## What the task requires
Below is a set of records; print all of them exactly as written.

━━━━━━━━

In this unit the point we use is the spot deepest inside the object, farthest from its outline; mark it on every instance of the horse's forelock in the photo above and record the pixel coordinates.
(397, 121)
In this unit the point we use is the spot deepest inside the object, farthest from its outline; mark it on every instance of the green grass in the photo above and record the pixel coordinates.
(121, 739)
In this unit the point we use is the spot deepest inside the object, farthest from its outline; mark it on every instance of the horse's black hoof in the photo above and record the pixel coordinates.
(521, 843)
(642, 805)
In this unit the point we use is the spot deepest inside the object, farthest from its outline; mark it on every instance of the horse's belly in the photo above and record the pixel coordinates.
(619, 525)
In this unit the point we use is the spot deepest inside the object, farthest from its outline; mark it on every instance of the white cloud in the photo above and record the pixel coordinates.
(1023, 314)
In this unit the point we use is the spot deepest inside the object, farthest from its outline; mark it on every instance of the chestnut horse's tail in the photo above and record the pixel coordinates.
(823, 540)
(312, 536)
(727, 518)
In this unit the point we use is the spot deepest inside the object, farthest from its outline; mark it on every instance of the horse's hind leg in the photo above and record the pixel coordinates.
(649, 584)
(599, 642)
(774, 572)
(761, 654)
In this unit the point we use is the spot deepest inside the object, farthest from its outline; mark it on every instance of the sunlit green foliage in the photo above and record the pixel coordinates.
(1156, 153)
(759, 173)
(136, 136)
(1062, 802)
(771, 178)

━━━━━━━━

## The result
In this unit the point we use is the spot deepest inside the object, farthest from its outline; mark it on every instance of the horse's forelock in the photo above and record the pixel coordinates.
(397, 121)
In this unit the point we use is the spot deepest inside the object, farthest from its outline; mark it on every instance of the green grass in the photo above and record the pixel coordinates.
(121, 739)
In this unit the point we use is the spot deepest inside the object, farthest from its outline; mark it on every instance of the horse's black hoof in the photo above and record the pixel coordinates.
(521, 843)
(642, 805)
In this unit the point we use is the spot deepest inside the object, farthest from its outline; mark it on every instance of the horse's belly in the photo above and record the pixel coordinates.
(619, 525)
In this unit the point we use is the spot deepest inside the object, farthest from its outline; mark it on every instance of the white cloud in the photo above and record the pixel coordinates.
(1023, 314)
In this unit the point we use is the spot deepest inside the object, farthest from its outline; mark it on every instance of the chestnut horse's tail in the photo above and record the pixel coordinates.
(823, 540)
(312, 536)
(727, 518)
In this unit the point we use is the spot deepest inside the object, farthest from its outline; mark it on every instance of the horse's hind leg in the photo above and record the pixel coordinates.
(649, 584)
(599, 642)
(774, 572)
(761, 654)
In this unit the point we use is the spot deepest inside the object, farthest from its outline; mark it on every instance of the sunlit green foliage in the photo above and record the pixel coordinates.
(1156, 153)
(759, 173)
(136, 136)
(1062, 802)
(771, 178)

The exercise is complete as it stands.